Given task 1
Do these statements agree with the message on index corruption: (a) the message went to Tom Lane with a copy to pgsql-hackers; (b) the sender has already compared the slave and master databases; (c) under the stated theory, reindexing sl_log_1 would bring back the overwritten rows? For each of (a), (b) and (c), answer yes or no and quote the deciding words of the message.

Source excerpt
++++++
Re: Index corruption

From: Marc Munro <marc(at)bloodnok(dot)com>
To: Tom Lane <tgl(at)sss(dot)pgh(dot)pa(dot)us>
Cc: pgsql-hackers(at)postgresql(dot)org
Subject: Re: Index corruption
Date: 2006-06-30 02:14:19
Message-ID: 1151633659.3913.111.camel@bloodnok.com
Views: Raw Message | Whole Thread | Download mbox | Resend email
Thread:
Lists: pgsql-hackers

On Thu, 2006-06-29 at 21:59 -0400, Tom Lane wrote:
> [ back to the start of the thread... ]
>
> BTW, a couple of thoughts here:
>
> * If my theory about the low-level cause is correct, then reindexing
> sl_log_1 would make the "duplicate key" errors go away, but nonetheless
> you'd have lost data --- the overwritten rows would be gone. I suppose
> that this would result in the slave missing some rows that are present
> on the master. Have you tried comparing slave and master databases to
> see if you can find any discrepancies?

Haven't done that yet - in test we tend to restart the old subscriber as
the new provider and rebuild the cluster. I'll check the logs from our
production failure to figure out what to compare and see what I can
discover.

> * One way that the problem could happen would be if a race condition in
> the kernel allowed an lseek(fd, 0, SEEK_END) to return a value less than
> the true end-of-file (as determined by another process' write()
++++++
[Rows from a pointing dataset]
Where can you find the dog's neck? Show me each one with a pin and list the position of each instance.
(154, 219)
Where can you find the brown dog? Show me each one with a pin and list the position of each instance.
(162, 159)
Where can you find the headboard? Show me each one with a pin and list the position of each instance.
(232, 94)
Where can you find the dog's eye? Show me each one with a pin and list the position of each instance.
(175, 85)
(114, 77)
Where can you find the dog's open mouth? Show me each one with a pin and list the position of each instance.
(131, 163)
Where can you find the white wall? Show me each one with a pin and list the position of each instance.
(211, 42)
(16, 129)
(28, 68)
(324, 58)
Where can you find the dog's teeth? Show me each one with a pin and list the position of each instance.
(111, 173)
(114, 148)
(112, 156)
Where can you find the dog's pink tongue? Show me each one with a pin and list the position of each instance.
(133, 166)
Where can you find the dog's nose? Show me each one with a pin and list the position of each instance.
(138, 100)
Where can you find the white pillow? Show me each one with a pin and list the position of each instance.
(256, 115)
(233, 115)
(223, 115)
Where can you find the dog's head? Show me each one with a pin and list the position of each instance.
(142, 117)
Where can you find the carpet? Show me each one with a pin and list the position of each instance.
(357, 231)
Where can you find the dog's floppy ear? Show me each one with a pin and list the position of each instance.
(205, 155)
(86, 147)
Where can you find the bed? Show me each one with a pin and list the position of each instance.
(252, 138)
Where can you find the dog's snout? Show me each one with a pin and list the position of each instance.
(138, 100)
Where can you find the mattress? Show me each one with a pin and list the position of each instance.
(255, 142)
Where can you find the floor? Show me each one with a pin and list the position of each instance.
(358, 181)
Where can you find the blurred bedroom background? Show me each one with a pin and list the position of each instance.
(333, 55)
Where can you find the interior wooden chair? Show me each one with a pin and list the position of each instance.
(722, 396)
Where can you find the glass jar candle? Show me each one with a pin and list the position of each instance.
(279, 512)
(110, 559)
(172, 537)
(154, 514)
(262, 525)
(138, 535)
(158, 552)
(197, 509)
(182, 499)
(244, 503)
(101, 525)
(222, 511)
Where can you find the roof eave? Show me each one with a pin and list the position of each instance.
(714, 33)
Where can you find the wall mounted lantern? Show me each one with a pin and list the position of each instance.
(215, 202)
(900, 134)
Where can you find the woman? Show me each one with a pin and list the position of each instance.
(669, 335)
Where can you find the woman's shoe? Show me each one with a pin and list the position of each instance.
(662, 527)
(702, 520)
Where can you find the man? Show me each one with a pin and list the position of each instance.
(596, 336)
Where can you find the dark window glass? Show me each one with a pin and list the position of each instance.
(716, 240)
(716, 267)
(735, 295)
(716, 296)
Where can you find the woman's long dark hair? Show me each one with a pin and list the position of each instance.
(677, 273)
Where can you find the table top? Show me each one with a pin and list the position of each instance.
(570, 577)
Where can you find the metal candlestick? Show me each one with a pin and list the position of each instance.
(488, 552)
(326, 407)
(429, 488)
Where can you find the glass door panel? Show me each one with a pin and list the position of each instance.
++++++
Given task 2
Can you convert the rows from the line containing "Where can you find the dark" through the last row, inclusive, into a JSON list of strings with one string per line and blank lines omitted?

Task output 1
(a) Yes: "To: Tom Lane <tgl(at)sss(dot)pgh(dot)pa(dot)us>" and "Cc: pgsql-hackers(at)postgresql(dot)org"
(b) No: "Haven't done that yet"
(c) No: "you'd have lost data --- the overwritten rows would be gone."

Task output 2
[
  "Where can you find the dark window glass? Show me each one with a pin and list the position of each instance.",
  "(716, 240)",
  "(716, 267)",
  "(735, 295)",
  "(716, 296)",
  "Where can you find the woman's long dark hair? Show me each one with a pin and list the position of each instance.",
  "(677, 273)",
  "Where can you find the table top? Show me each one with a pin and list the position of each instance.",
  "(570, 577)",
  "Where can you find the metal candlestick? Show me each one with a pin and list the position of each instance.",
  "(488, 552)",
  "(326, 407)",
  "(429, 488)",
  "Where can you find the glass door panel? Show me each one with a pin and list the position of each instance."
]